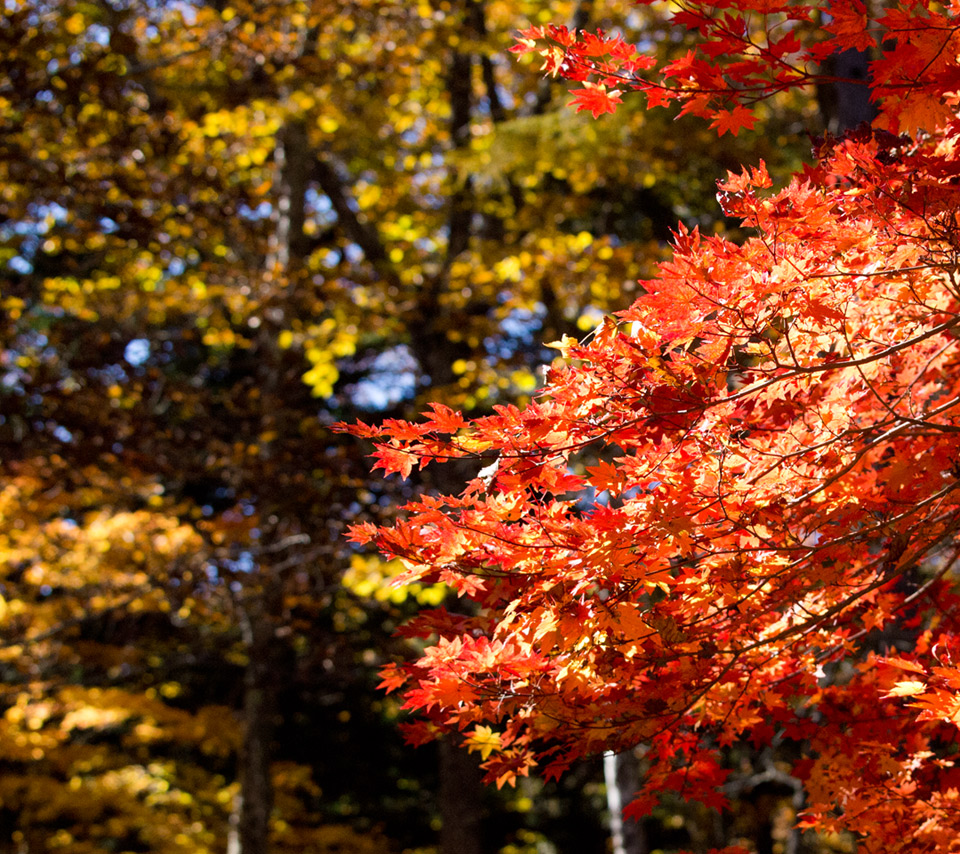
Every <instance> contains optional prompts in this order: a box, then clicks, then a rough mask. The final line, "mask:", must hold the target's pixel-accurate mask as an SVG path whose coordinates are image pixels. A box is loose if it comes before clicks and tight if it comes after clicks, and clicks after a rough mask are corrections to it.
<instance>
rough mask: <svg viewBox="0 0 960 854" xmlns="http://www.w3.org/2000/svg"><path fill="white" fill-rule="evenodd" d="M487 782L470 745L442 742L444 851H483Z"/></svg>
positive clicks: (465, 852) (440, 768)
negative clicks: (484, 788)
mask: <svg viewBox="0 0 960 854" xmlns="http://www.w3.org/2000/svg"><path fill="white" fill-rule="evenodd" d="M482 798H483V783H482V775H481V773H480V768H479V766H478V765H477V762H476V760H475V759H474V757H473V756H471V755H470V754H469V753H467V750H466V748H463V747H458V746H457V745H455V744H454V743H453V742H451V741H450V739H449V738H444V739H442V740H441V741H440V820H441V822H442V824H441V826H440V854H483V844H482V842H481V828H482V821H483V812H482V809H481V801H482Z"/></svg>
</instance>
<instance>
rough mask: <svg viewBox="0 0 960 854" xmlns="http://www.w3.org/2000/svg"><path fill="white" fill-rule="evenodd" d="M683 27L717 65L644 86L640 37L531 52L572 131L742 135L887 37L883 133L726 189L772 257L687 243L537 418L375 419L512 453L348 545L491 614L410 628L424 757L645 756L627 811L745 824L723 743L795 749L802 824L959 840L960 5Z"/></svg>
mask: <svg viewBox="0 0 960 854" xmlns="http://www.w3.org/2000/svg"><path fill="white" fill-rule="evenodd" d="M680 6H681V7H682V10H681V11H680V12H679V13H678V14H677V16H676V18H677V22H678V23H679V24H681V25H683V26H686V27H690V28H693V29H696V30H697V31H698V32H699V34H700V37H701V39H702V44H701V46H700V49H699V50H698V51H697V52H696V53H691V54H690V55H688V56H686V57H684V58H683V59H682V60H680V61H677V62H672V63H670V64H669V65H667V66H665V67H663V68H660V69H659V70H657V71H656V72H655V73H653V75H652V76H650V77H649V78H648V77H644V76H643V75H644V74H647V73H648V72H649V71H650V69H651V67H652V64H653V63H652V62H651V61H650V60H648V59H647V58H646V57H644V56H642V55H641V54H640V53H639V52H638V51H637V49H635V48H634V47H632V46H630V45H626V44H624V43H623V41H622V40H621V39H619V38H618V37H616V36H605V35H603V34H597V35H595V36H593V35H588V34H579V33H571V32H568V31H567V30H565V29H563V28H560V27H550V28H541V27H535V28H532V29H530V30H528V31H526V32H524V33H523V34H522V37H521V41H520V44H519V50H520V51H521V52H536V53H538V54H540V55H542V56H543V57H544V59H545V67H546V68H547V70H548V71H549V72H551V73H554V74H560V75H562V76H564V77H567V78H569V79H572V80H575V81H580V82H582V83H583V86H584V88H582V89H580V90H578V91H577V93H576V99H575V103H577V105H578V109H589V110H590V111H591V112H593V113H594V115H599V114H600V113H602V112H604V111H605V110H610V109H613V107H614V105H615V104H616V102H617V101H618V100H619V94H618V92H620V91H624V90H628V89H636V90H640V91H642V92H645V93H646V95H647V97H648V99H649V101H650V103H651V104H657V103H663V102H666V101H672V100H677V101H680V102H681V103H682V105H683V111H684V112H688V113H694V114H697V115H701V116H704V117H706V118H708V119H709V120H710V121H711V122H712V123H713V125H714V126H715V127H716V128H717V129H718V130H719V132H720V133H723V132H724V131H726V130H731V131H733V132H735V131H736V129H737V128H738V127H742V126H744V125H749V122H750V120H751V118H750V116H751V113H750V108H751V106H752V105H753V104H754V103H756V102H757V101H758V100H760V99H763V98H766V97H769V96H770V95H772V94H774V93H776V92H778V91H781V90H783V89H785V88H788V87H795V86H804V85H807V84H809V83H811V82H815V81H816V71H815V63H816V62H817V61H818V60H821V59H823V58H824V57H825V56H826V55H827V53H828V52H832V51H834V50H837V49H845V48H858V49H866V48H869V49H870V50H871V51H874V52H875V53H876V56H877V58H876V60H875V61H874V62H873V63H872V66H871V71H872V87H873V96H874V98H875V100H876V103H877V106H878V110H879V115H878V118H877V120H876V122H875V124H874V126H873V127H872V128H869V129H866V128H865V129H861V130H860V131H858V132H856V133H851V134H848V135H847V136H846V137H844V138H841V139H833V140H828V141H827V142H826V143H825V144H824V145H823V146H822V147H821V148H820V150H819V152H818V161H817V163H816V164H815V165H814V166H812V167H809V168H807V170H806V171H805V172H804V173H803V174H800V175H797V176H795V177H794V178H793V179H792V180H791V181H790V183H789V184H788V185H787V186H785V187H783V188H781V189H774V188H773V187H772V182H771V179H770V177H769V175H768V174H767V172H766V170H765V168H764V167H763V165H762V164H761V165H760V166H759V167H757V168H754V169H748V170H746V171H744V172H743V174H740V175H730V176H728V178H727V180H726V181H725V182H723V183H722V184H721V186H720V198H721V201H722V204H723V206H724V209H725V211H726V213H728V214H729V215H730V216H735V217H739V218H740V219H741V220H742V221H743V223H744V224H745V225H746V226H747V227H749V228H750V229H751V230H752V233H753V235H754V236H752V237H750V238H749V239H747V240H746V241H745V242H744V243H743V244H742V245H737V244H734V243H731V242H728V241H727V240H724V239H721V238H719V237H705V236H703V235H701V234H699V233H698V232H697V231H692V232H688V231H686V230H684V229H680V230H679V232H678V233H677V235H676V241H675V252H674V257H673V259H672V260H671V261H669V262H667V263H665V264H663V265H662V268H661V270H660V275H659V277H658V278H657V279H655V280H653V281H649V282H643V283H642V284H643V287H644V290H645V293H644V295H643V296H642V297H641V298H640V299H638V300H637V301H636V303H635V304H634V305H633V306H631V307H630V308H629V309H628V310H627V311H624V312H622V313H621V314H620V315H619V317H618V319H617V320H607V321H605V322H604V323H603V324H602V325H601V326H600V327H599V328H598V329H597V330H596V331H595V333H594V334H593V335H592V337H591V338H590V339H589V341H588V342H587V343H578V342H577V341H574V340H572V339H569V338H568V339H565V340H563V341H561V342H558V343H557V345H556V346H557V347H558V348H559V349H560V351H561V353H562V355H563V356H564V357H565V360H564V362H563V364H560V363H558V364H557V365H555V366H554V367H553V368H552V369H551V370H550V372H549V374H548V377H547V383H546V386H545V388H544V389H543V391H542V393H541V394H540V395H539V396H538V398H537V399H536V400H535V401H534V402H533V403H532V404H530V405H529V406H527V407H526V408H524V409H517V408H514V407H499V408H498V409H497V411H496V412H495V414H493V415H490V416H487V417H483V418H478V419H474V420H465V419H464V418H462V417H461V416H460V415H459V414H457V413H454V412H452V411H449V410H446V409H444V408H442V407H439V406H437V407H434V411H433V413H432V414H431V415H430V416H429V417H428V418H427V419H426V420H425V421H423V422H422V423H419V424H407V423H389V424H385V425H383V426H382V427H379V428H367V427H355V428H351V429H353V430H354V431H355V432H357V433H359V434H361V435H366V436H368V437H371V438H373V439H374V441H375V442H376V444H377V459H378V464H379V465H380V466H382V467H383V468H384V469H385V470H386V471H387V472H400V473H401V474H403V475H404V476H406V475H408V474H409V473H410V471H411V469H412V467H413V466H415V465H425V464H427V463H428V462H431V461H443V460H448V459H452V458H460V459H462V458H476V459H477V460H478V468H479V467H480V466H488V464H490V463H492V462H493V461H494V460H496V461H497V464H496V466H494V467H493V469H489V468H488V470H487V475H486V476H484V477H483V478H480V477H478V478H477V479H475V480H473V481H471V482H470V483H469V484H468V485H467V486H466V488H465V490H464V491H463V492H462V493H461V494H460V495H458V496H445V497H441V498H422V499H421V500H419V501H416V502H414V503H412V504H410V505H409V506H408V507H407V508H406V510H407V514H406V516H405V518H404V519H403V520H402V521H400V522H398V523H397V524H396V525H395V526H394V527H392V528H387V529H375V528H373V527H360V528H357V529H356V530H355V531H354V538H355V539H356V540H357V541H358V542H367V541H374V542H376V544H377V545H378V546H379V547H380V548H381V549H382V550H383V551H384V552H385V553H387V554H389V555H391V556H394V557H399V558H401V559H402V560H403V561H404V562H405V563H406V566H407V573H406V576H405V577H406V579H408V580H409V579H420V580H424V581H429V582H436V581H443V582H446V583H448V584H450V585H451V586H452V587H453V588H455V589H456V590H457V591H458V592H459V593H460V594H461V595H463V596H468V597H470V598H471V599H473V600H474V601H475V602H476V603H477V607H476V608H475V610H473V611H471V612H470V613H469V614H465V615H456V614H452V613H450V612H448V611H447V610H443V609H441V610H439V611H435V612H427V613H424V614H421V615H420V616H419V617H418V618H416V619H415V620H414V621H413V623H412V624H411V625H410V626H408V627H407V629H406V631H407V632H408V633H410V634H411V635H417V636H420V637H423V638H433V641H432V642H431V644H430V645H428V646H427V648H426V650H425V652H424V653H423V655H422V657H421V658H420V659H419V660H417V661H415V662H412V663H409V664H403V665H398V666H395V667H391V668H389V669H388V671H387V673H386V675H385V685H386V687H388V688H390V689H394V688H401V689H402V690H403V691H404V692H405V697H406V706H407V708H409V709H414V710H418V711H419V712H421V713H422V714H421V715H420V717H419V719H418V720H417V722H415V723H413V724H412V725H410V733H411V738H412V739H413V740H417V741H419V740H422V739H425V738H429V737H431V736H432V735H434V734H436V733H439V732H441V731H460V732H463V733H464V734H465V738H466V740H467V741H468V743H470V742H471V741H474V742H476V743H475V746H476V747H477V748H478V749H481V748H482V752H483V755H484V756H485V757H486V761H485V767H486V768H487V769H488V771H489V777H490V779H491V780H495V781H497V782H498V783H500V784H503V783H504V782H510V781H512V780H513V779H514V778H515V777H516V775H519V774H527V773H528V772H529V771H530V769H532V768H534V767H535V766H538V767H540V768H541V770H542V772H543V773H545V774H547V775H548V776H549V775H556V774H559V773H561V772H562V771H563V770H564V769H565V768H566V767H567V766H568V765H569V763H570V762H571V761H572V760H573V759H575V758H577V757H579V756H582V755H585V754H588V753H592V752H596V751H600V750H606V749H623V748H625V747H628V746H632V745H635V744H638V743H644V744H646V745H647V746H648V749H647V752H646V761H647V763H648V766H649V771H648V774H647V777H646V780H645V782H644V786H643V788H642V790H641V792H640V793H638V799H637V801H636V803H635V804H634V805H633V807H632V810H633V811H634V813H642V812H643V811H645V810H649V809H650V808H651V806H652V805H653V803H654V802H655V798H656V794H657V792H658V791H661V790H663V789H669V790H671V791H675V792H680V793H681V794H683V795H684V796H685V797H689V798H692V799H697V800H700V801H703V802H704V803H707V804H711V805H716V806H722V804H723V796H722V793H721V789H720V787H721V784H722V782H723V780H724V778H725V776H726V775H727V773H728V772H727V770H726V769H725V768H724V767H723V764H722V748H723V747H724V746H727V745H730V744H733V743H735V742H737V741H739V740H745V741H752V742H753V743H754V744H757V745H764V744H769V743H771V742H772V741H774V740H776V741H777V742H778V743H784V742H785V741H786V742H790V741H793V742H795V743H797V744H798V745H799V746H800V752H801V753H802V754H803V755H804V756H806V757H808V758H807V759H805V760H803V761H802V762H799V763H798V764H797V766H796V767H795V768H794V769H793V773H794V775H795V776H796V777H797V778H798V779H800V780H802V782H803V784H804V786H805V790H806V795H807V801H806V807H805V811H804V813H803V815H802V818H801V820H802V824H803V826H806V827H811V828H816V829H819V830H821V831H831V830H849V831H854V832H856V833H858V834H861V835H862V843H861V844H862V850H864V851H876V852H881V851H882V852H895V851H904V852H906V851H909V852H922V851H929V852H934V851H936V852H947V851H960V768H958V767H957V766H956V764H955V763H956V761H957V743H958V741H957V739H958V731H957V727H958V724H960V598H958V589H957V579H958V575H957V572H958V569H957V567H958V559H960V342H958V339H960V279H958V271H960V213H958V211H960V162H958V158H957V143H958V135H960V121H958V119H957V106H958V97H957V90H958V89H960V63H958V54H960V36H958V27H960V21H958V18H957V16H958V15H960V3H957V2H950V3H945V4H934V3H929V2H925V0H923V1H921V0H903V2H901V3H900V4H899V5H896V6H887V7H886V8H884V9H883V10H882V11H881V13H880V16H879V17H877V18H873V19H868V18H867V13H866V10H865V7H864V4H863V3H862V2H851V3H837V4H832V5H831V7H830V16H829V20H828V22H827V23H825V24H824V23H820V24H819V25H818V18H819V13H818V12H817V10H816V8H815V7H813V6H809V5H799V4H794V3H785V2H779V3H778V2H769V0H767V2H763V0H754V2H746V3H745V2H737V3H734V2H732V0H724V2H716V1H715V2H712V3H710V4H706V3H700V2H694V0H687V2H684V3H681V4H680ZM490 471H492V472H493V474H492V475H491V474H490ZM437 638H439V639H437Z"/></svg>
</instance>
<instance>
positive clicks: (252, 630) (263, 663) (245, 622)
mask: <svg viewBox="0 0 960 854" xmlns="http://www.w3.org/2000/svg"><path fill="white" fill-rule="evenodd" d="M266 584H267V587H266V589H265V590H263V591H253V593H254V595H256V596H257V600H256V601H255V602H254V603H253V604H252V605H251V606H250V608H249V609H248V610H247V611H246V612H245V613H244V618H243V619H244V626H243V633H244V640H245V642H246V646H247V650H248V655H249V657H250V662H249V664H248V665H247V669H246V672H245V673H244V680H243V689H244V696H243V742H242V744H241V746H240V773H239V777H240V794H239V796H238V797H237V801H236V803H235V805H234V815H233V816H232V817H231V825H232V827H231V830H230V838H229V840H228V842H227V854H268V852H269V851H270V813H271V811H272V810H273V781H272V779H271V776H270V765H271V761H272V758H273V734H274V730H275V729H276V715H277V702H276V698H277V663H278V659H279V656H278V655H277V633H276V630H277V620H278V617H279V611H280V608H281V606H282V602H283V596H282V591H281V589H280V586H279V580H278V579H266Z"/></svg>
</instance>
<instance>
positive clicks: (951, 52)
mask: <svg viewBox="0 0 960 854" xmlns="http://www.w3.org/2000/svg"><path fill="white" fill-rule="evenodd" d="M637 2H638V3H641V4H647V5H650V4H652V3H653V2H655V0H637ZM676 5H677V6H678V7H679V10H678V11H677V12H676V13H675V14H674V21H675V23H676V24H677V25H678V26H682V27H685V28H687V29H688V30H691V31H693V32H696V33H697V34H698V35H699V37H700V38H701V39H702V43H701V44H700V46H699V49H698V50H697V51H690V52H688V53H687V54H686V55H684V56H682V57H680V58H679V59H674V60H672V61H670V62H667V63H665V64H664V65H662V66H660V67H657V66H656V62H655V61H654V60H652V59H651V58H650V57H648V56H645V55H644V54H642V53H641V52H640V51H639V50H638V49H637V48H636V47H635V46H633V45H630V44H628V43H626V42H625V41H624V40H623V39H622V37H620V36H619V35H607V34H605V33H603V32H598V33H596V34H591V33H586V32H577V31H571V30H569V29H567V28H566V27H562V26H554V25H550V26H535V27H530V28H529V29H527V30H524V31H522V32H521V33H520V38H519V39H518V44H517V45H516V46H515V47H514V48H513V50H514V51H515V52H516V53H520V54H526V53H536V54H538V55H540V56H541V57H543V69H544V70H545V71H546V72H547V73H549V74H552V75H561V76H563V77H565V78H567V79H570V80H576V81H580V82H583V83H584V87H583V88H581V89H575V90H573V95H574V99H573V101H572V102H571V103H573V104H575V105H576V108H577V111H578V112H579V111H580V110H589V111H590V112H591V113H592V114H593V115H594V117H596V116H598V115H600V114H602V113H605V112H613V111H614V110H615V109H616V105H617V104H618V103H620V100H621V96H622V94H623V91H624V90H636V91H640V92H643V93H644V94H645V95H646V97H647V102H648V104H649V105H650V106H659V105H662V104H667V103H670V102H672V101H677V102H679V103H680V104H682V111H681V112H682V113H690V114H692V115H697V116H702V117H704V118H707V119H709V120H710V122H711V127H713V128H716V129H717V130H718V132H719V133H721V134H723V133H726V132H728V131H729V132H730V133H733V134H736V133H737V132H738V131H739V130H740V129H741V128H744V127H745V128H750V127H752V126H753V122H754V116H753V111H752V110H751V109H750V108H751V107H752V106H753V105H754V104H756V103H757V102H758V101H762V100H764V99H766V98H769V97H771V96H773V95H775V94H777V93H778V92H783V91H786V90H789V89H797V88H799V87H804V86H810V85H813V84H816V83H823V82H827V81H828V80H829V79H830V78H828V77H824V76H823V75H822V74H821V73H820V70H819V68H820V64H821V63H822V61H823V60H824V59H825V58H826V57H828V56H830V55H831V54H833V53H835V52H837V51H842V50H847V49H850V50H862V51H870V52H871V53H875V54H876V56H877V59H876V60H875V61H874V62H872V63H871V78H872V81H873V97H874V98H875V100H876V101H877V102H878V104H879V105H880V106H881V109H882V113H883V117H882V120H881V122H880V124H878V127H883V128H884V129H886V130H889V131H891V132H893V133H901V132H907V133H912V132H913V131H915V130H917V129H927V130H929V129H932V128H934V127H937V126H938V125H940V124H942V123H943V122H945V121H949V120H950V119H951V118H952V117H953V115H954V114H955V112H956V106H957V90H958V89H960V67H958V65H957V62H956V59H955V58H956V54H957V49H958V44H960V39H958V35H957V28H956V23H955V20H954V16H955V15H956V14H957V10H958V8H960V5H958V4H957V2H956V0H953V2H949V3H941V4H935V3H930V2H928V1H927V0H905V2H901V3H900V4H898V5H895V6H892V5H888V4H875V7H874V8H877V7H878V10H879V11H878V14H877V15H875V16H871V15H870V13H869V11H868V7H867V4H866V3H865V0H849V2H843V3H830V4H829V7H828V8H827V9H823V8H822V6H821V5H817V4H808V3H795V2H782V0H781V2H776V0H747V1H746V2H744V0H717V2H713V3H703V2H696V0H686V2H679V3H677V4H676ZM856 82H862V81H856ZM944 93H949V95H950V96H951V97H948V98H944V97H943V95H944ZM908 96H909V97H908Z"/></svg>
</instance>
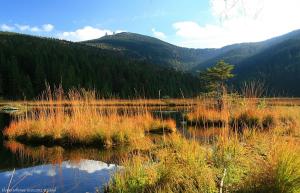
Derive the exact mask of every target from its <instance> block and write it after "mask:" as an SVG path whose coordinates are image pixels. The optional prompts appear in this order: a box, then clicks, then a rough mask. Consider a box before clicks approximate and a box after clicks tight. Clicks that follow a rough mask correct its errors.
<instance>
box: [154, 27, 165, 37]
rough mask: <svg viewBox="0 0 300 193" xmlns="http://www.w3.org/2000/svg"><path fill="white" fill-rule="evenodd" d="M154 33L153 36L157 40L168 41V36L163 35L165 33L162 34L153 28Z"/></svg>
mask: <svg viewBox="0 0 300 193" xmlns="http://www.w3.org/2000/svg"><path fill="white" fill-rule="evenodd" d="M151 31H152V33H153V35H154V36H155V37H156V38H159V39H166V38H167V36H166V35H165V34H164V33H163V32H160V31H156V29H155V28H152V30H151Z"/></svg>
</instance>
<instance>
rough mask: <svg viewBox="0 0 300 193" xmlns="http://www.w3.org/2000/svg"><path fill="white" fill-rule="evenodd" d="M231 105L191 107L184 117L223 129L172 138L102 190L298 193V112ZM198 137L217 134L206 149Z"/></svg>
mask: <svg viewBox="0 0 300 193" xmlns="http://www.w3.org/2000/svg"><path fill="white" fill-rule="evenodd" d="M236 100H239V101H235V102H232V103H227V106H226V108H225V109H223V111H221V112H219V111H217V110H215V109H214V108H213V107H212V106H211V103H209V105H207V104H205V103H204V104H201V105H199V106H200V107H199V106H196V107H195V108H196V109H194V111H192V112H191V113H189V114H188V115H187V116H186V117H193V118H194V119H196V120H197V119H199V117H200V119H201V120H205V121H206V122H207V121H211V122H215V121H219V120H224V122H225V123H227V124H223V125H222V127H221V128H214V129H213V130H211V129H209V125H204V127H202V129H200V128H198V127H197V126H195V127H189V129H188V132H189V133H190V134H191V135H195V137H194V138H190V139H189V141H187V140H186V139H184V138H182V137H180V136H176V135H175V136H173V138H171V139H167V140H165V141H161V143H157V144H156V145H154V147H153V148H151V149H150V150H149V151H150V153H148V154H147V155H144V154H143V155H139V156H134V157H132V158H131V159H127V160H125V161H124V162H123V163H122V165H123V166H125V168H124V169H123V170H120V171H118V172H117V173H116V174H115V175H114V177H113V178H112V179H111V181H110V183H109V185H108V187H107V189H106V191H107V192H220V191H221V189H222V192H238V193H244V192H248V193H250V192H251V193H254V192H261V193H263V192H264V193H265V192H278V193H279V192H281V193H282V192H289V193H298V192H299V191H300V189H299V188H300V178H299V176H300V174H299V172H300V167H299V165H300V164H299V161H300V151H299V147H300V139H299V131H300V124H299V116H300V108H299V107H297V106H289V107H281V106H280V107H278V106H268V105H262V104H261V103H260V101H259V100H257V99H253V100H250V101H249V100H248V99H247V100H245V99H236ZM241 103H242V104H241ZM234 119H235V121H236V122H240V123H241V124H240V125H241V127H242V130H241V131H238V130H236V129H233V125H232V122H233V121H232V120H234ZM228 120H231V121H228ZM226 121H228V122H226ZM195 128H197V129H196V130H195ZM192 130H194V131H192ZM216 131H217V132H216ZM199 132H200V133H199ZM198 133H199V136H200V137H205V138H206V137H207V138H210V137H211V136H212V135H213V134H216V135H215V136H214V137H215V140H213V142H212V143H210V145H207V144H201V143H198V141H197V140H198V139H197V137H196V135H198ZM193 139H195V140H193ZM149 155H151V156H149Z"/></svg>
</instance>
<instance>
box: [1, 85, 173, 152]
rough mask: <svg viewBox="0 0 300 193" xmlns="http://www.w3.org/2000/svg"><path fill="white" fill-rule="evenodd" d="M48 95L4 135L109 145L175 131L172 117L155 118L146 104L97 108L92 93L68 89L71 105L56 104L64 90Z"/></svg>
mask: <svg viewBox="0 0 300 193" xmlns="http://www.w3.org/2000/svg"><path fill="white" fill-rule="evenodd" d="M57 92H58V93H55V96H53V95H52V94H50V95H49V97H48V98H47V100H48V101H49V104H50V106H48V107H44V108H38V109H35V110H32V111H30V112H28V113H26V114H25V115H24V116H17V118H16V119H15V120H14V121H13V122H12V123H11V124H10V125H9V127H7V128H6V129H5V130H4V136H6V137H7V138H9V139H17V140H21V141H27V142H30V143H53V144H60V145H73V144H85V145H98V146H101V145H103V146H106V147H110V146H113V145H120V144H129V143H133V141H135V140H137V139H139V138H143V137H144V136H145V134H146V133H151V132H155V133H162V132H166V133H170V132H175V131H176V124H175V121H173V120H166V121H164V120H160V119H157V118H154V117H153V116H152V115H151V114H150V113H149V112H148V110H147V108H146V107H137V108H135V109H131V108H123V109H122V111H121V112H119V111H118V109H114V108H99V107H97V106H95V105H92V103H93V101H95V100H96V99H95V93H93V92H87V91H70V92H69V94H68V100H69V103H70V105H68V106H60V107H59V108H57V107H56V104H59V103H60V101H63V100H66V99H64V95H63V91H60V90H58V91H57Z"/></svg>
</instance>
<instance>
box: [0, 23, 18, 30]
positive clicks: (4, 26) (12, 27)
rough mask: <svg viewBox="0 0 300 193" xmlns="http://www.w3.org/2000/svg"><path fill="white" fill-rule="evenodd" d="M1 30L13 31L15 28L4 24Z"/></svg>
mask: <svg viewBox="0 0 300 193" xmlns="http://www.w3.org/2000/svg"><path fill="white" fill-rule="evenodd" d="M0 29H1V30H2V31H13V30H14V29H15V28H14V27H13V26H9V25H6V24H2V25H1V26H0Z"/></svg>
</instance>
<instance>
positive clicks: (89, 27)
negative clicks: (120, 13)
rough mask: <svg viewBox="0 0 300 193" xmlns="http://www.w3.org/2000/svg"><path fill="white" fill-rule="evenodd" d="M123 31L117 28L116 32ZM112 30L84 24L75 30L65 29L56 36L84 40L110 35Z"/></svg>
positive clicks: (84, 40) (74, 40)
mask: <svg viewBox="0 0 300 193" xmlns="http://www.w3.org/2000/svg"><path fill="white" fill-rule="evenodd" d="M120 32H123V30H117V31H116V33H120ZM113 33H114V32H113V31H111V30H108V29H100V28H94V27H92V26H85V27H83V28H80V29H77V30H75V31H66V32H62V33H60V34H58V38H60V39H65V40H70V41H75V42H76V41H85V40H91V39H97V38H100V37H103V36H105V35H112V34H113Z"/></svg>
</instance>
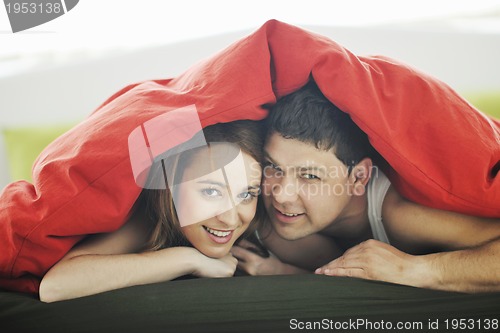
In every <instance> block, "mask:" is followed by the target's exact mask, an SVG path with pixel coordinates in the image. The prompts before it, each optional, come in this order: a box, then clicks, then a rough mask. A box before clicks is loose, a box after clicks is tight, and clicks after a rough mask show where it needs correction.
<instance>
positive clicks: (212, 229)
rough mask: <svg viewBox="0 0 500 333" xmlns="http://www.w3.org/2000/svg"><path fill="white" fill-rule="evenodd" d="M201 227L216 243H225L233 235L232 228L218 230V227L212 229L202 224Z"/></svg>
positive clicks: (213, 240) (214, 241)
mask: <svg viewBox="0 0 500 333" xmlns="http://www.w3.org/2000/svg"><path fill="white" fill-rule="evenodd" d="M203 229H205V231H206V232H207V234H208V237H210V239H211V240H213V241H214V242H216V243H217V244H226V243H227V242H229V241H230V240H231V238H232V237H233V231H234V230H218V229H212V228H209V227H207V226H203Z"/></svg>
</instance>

____

# Prompt:
Reproduce the items verbatim from their beginning through the line containing "positive clicks: (465, 852) (440, 768)", with both ends included. Omit the pictures from your answer.

# Answer for this exercise:
Every <instance> contains optional prompts in this order: a box, then clicks, then a rough mask. The final line, "mask:", must hold the target's pixel-accurate mask as an SVG path whose coordinates are image pixels. A box is loose if it comes before clicks and tight if it comes after clicks, and clicks after a rough mask are corrections to it.
<instance>
rough mask: <svg viewBox="0 0 960 854" xmlns="http://www.w3.org/2000/svg"><path fill="white" fill-rule="evenodd" d="M487 782L470 745L442 742L444 851H483Z"/></svg>
positive clicks: (465, 852) (440, 768)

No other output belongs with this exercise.